───── 抜粋箇所
愛煙家は「世捨て人」になることを誇りにするくらいでいい。現代の社会の風潮に不適合な人間としての自覚を持てばいい。その覚悟あらばこそ、真の「愛煙家」といえる。

そうすれば、徹底的に愛煙家同士で、はっきりした友人を選ぶことができる。お互いに世の禁煙の風潮への憤懣を語り合いながら、呵々大笑いすればいい。愛煙家だけが集まれば、喫煙を邪魔する人がいなくなるのだ。楽しいではないか。

喫煙者専用の素敵なクラブを作ればいい

いっそのこと、喫煙者同士でクラブをつくったらいい。同じ仲間同士、紫煙を燻らせていたらいい。そして煙草を一つのファッションアイテムと捉えることでもいい。

ただ、愛煙家という以上は、それだけの「誇り」を持つべきだ。たかが、ひと箱400円ちょっとのタバコを吸うのは、なんともみみっちい。実に、みじめ、憐れという以外にない。愛煙家を自負するならば、たばこ増税に反対すべきではない。むしろ、愛煙家の方から、ひと箱1000円、2000円にしてくれと訴えるべきだ。まして、値上げに反対するのは、実にみっともない。そこには愛煙家としても誇りの一欠片(ひとかけら)も感じられない。
──────────
───── データセットのレコード
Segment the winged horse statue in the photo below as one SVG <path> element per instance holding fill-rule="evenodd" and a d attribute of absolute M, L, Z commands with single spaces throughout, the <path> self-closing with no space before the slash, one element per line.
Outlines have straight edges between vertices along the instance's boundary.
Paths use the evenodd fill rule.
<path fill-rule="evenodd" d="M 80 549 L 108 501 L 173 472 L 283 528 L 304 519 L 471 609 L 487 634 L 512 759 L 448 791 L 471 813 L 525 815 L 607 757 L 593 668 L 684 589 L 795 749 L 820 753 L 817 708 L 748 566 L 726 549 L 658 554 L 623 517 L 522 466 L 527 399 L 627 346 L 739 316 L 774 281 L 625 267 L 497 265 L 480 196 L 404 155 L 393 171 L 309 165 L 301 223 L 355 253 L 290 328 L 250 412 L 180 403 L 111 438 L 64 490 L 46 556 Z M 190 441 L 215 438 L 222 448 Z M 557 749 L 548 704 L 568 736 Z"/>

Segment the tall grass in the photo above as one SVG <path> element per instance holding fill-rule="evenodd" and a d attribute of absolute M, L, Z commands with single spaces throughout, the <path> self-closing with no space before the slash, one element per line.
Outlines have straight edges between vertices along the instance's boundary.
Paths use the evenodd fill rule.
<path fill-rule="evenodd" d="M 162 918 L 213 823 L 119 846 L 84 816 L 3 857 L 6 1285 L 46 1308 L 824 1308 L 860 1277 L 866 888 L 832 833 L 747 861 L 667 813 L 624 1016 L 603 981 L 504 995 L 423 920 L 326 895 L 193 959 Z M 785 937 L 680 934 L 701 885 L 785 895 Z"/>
──────────
課題一覧 →
a) 愛煙家についての抜粋のうち、「そうすれば、徹底的に愛煙家同」から始まり「ひとかけら)も感じられない。」で終わる部分を、「クラブ」を「サロン」に置き換えて書き直してください。
b) 愛煙家の誇りを論じた文章を、最後の文のあとから続けて書いてください。

課題の結果 →
a)
そうすれば、徹底的に愛煙家同士で、はっきりした友人を選ぶことができる。お互いに世の禁煙の風潮への憤懣を語り合いながら、呵々大笑いすればいい。愛煙家だけが集まれば、喫煙を邪魔する人がいなくなるのだ。楽しいではないか。

喫煙者専用の素敵なサロンを作ればいい

いっそのこと、喫煙者同士でサロンをつくったらいい。同じ仲間同士、紫煙を燻らせていたらいい。そして煙草を一つのファッションアイテムと捉えることでもいい。

ただ、愛煙家という以上は、それだけの「誇り」を持つべきだ。たかが、ひと箱400円ちょっとのタバコを吸うのは、なんともみみっちい。実に、みじめ、憐れという以外にない。愛煙家を自負するならば、たばこ増税に反対すべきではない。むしろ、愛煙家の方から、ひと箱1000円、2000円にしてくれと訴えるべきだ。まして、値上げに反対するのは、実にみっともない。そこには愛煙家としても誇りの一欠片(ひとかけら)も感じられない。

b)
「たばこはやめられない」「たばこは絶対にやめない」という愛煙家ならば、「ダビドフ・ミレニアムブレン」とか、「コイーバ・マデューロ5」など、1本4000円、5400円の葉巻を極めるくらいの、真の誇りある愛煙家になってはどうか。愛煙家みなが今まで以上に税金を払って、それで社会が豊かになったら、嫌煙家だって少しは見直すこともあろう。繰り返すが、タバコの税率アップに反対する喫煙者などは、愛煙家の風上にも置けない。

そうだ、いっそ「ひと箱5000円値上げ運動」を起こしてみてはどうだろうか。タバコのためには全財産を使い尽くし、孤高を恐れず、周囲から嫌われ、伴侶からも三下り半。こういうことを敢然と受け入れればもう、誰一人として文句は言えまい。あっぱれ愛煙家。真の喫煙者よ、誇り高くあれ、と言いたい。

とにかく、中途半端がいけない。まして隠れて喫煙する、ベランダで喫煙する、ビルの出入り口で喫煙する。そのような喫煙の仕方ほど、惨(みじ)めなものはない。悲しい風景はない。堂々と吸って、周囲から嫌がられる気高き人間になりたい。いかほど高価かは知らねども、葉巻タバコを咥えて、アル・カポネ風に、堂々と闊歩している政治家の麻生太郎くんを見習ってほしい。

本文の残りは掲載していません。